TASK INPUT ▸
***
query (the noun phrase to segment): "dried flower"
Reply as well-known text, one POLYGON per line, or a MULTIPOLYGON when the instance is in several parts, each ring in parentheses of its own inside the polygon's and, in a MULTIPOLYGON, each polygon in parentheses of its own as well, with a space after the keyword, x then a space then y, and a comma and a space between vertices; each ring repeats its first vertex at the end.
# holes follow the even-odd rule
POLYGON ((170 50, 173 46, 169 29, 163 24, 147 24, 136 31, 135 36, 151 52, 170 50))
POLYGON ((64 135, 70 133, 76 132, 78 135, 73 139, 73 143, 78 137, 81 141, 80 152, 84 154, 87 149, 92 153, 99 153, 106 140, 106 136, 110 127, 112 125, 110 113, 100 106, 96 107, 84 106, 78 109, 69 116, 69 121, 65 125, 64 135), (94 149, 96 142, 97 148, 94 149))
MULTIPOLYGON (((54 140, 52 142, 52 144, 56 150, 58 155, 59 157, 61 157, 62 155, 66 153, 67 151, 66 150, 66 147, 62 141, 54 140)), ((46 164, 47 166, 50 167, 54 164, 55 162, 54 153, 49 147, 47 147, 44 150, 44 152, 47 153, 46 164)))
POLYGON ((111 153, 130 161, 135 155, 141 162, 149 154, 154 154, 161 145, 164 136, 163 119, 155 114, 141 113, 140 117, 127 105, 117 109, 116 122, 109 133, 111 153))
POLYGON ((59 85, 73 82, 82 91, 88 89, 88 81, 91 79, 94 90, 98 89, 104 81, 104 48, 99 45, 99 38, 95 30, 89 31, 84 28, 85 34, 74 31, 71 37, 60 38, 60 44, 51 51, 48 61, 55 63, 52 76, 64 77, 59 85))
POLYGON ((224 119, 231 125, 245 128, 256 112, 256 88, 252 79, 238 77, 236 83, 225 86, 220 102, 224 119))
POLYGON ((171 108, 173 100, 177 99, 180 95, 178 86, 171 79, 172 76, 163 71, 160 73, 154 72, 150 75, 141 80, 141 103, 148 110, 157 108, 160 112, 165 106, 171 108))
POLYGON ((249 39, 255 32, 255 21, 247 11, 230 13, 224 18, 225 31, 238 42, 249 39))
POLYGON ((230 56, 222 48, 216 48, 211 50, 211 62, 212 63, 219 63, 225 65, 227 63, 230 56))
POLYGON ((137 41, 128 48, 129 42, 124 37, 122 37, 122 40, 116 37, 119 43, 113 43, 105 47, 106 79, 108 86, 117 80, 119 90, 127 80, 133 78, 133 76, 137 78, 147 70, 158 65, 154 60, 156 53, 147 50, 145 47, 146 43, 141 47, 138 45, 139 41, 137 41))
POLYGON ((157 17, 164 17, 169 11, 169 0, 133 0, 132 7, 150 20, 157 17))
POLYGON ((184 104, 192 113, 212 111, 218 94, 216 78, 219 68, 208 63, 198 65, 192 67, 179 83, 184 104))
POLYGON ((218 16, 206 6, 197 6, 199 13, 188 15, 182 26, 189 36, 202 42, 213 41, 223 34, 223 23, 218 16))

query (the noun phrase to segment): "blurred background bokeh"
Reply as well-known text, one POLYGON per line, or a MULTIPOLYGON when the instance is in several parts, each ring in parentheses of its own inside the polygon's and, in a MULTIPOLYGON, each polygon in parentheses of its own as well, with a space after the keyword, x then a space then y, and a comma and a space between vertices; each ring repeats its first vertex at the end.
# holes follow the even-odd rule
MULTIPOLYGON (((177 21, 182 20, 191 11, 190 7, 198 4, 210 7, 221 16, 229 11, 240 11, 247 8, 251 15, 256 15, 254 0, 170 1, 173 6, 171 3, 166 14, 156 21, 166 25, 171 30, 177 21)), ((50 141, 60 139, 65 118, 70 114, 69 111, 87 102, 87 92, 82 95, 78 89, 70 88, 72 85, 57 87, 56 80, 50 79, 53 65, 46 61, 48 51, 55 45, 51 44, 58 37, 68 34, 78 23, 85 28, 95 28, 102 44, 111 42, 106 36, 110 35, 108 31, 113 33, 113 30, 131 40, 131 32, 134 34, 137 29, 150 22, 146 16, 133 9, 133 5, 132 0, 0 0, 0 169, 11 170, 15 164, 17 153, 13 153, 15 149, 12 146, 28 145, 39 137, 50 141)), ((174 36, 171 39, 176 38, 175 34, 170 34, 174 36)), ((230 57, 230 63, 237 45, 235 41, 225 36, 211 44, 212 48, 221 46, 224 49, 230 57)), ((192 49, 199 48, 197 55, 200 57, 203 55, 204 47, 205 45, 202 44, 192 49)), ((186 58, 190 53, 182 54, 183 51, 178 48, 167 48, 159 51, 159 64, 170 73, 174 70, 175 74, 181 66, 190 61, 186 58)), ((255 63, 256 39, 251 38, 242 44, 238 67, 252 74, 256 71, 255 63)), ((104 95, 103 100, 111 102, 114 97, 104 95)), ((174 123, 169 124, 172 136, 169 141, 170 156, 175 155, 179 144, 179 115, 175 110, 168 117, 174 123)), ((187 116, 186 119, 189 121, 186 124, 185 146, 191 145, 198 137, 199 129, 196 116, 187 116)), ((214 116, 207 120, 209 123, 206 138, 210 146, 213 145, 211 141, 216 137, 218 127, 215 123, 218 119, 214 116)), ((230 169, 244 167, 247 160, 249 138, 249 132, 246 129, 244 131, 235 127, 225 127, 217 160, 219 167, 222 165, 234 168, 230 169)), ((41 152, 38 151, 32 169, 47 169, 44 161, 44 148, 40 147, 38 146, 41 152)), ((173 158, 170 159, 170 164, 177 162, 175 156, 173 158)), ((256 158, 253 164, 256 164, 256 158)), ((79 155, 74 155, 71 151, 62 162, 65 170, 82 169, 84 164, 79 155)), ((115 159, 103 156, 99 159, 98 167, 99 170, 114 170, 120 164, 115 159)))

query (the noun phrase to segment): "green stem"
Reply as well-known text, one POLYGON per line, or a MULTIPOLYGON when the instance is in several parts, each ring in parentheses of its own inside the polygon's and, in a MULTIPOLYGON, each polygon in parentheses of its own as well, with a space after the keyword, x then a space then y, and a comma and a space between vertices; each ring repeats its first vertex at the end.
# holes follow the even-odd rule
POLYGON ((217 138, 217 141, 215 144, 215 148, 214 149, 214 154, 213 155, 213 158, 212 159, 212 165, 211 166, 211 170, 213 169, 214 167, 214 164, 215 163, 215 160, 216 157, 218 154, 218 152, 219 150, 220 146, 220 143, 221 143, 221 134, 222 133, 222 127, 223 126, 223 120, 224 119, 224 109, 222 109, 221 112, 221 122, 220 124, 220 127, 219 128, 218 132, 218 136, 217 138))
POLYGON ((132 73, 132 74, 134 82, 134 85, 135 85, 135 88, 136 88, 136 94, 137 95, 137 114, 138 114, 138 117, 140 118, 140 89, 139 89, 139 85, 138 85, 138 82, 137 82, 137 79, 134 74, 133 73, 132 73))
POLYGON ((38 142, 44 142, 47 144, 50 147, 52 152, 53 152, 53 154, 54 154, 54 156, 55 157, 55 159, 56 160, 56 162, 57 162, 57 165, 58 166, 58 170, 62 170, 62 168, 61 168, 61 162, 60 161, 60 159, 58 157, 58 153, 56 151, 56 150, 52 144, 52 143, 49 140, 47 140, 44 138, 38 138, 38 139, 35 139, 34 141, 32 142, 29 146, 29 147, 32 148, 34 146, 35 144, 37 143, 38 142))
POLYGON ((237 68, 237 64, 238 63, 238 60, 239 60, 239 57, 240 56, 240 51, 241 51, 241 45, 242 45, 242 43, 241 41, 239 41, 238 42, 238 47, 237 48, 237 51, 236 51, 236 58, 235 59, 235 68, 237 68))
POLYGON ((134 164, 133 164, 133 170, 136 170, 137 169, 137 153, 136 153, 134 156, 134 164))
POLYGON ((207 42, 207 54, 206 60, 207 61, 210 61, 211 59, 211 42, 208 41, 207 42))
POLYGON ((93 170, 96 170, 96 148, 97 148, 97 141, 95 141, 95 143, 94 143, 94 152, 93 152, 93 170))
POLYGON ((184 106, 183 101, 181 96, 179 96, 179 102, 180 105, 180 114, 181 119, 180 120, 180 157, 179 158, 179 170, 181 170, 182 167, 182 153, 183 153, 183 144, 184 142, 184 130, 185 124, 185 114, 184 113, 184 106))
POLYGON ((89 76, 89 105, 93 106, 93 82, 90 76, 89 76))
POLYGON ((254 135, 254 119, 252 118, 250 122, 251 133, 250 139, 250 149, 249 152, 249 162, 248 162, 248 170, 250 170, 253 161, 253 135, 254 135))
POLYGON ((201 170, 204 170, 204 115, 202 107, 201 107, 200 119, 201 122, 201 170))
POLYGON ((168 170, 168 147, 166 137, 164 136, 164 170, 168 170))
***
TASK ▸
Rewrite the records from the start through the line containing "MULTIPOLYGON (((54 140, 52", with "dried flower" swapped for "pressed flower" and nothing else changed.

TASK RESPONSE ▸
query (the noun phrase to segment): "pressed flower"
Reply as well-known text, one POLYGON per line, or a MULTIPOLYGON when the instance is in several parts, each ring in parentheses of its own inside the polygon's and, in a MULTIPOLYGON, each polygon in parentheses of its own as well, with a space after the keyword, x then a space then y, and a comma and a space between vertices; each ring repeats its first vertex at the end.
# holes follow the even-odd rule
POLYGON ((170 50, 173 46, 169 29, 163 24, 147 24, 136 31, 135 36, 151 52, 170 50))
POLYGON ((64 135, 70 133, 76 132, 78 135, 73 139, 73 143, 78 137, 81 141, 80 152, 84 154, 87 149, 92 153, 99 153, 106 140, 106 136, 110 127, 112 125, 110 113, 100 106, 96 107, 84 106, 78 109, 69 116, 69 121, 65 125, 64 135), (94 149, 96 142, 97 148, 94 149))
MULTIPOLYGON (((54 140, 52 142, 52 144, 56 150, 58 155, 59 157, 61 157, 62 155, 66 153, 67 151, 66 150, 66 147, 62 141, 54 140)), ((46 164, 47 166, 50 167, 54 164, 55 162, 54 153, 49 147, 47 147, 44 150, 44 152, 47 153, 46 164)))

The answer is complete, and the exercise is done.